** SET PROBLEM **
Can you rewrite the data from the line that contains "Tag every instance of the calm" through the end, renaming "calm sea" to "open water" and leaving everything else unchanged?

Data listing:
......

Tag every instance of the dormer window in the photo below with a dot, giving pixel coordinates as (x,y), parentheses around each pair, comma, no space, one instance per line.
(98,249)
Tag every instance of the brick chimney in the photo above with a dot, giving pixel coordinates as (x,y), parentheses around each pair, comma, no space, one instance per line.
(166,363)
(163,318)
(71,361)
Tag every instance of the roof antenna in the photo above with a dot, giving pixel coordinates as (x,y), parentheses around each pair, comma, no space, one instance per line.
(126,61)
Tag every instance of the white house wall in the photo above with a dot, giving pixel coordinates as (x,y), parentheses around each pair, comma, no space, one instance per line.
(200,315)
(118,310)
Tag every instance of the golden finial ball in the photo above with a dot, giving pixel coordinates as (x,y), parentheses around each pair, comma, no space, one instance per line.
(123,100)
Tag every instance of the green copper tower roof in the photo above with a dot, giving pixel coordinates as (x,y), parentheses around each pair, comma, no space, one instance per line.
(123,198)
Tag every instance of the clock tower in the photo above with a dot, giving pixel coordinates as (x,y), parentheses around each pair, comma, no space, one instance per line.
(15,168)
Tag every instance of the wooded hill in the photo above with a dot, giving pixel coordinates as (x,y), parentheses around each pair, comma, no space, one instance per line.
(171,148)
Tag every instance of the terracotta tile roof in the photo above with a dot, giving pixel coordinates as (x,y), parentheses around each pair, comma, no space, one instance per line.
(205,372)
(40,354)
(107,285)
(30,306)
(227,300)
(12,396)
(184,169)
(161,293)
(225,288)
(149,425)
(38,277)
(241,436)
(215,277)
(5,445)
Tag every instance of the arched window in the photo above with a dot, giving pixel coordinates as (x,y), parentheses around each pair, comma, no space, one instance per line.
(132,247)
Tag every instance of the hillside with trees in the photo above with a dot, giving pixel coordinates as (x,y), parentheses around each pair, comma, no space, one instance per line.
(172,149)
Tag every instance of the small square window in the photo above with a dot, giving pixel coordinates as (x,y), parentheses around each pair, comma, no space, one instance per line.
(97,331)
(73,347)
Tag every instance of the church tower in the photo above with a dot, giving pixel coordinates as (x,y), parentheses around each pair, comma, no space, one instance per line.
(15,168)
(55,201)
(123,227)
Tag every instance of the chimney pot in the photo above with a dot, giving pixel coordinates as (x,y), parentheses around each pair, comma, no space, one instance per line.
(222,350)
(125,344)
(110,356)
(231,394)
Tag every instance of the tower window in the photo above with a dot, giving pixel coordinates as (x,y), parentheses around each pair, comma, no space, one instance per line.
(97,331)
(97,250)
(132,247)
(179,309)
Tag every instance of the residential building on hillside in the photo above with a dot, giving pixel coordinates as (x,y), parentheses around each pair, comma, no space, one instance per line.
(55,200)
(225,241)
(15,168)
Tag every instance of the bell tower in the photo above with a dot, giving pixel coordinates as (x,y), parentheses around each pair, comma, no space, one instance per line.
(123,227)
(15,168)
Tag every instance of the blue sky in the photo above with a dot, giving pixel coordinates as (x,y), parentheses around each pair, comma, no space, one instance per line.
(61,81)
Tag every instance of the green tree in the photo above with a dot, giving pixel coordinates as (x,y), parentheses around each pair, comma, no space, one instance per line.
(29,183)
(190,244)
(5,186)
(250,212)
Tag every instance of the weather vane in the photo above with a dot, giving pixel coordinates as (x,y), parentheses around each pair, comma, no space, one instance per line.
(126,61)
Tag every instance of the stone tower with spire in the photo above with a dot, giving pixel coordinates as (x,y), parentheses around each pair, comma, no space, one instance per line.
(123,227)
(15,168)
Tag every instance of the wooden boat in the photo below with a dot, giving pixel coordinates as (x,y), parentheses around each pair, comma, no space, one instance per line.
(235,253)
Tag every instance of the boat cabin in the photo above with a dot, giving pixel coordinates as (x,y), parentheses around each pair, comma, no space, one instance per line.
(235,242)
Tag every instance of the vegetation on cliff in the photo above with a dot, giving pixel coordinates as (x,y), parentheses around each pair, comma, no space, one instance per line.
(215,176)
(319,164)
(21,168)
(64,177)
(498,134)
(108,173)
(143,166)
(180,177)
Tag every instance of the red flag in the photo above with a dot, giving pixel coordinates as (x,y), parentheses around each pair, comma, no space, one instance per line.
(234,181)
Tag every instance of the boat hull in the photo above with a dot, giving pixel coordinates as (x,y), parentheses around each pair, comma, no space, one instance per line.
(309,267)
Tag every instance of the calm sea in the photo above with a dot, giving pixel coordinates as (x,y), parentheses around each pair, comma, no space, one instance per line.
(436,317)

......

** WRITTEN ANSWER **
Tag every instance of the open water in the photo above with a dot, giving pixel coordinates as (x,y), parentheses around each pair, comma, no space, one instance per line.
(436,317)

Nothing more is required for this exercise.